— start of Supplied material —

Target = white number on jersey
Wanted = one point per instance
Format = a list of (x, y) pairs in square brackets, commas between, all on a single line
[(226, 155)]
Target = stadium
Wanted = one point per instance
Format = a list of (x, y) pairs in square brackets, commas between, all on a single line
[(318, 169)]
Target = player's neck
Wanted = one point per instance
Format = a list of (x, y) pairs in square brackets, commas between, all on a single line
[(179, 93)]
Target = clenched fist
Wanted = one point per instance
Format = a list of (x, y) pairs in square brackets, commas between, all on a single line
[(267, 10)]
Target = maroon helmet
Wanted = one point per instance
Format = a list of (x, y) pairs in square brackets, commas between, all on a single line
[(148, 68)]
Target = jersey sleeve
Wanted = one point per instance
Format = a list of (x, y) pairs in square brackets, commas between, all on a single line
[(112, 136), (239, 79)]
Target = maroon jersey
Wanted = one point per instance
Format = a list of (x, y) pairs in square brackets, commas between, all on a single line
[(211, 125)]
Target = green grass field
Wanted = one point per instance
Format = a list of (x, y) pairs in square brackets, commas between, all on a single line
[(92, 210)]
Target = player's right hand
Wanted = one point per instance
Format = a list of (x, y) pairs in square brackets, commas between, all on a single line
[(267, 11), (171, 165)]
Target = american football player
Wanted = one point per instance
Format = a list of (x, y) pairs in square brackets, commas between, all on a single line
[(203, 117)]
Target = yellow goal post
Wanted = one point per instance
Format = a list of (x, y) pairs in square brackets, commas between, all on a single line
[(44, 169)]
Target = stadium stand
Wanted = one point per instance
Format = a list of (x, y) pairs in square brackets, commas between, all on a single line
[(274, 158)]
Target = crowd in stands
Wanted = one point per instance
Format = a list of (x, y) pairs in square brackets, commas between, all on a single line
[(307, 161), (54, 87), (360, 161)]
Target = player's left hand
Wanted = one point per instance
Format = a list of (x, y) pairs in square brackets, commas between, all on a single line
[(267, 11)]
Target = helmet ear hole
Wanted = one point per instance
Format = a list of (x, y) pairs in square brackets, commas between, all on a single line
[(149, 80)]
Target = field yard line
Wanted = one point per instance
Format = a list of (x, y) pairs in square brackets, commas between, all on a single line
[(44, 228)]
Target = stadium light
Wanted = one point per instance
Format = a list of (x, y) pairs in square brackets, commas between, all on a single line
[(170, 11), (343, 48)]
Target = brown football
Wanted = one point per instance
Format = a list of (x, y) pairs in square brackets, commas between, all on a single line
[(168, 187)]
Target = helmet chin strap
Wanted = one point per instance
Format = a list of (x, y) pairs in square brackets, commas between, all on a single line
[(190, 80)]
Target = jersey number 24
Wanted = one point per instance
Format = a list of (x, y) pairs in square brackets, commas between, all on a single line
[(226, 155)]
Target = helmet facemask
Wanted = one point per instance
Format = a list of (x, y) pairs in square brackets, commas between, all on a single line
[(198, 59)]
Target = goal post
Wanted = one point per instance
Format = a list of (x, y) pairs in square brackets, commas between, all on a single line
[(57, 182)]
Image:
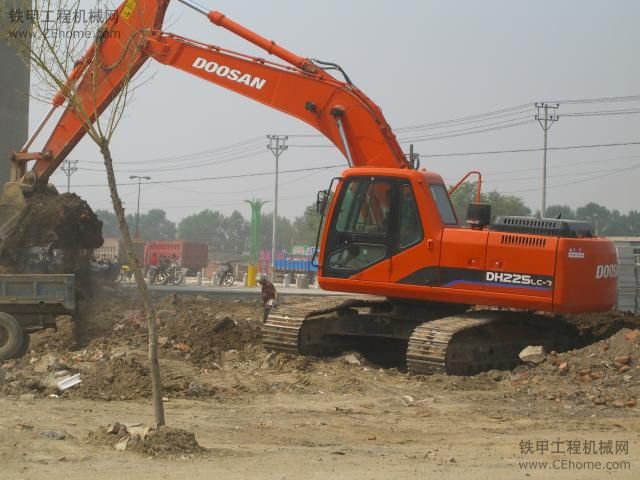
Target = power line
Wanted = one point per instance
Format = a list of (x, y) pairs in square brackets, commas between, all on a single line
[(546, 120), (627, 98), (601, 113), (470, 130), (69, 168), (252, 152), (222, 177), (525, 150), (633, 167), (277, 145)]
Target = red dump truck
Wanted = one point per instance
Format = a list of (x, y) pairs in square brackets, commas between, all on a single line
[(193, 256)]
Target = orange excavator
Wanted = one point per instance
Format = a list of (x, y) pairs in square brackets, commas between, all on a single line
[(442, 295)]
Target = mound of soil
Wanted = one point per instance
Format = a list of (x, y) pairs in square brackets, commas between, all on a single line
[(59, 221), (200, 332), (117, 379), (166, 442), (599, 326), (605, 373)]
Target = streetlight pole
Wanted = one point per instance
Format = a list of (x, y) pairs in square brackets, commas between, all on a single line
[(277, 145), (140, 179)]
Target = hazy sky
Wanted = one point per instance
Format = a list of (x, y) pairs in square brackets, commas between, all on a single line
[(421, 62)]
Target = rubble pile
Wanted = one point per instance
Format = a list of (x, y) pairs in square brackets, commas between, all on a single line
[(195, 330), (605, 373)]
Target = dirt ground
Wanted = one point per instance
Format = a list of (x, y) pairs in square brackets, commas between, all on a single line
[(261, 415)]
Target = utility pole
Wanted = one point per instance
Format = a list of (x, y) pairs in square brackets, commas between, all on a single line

— end of Supplied material —
— start of Supplied material —

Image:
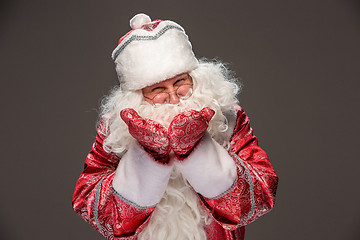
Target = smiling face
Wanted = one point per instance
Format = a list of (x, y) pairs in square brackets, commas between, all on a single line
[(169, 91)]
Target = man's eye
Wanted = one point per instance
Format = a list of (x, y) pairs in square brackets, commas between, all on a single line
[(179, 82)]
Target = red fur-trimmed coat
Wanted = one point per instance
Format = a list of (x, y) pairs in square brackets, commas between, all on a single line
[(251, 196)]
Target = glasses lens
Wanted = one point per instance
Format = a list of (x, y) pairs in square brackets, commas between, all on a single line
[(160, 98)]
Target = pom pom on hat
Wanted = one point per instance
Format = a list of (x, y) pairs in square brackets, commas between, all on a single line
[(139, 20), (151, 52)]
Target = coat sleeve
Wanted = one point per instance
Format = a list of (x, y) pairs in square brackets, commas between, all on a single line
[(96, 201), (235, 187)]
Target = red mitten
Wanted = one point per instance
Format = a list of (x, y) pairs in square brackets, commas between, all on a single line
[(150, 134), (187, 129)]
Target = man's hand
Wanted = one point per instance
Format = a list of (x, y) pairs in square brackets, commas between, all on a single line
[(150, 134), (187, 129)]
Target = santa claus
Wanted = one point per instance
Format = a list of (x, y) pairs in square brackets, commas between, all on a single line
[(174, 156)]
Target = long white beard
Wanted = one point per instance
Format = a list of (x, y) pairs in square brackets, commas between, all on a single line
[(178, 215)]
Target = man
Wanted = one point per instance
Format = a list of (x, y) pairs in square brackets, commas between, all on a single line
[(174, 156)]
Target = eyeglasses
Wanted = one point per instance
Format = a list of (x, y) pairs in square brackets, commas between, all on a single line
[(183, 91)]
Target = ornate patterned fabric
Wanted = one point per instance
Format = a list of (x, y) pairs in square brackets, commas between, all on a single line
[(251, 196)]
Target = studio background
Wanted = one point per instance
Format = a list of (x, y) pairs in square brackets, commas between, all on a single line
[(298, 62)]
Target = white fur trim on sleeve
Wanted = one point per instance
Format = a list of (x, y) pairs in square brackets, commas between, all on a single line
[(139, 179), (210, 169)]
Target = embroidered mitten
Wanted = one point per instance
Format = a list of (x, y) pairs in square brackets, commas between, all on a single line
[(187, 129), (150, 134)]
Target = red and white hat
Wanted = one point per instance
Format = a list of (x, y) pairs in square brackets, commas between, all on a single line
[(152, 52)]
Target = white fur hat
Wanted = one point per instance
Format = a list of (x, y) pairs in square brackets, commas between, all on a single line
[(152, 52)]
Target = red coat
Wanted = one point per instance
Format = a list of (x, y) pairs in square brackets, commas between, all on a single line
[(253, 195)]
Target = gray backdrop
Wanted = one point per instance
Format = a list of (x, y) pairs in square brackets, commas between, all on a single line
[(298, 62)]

— end of Supplied material —

**Work to be completed**
Can you repeat the rows starting at the line containing "Target = white number on jersey" and ending at the line containing "[(179, 93)]", swapping "stadium" for "arena" and leaving everything else unchanged?

**Answer to the problem**
Target = white number on jersey
Wanted = one point per instance
Format = a list of (x, y) pairs in square brackets, commas between, all on a single line
[(226, 155)]
Target = arena
Wanted = one point per instance
Format = a list of (x, y) pairs in square brackets, commas between, all on a single line
[(318, 169)]
Target = player's neck
Wanted = one point per instance
Format = a list of (x, y) pairs in square brackets, commas between, all on a single line
[(179, 93)]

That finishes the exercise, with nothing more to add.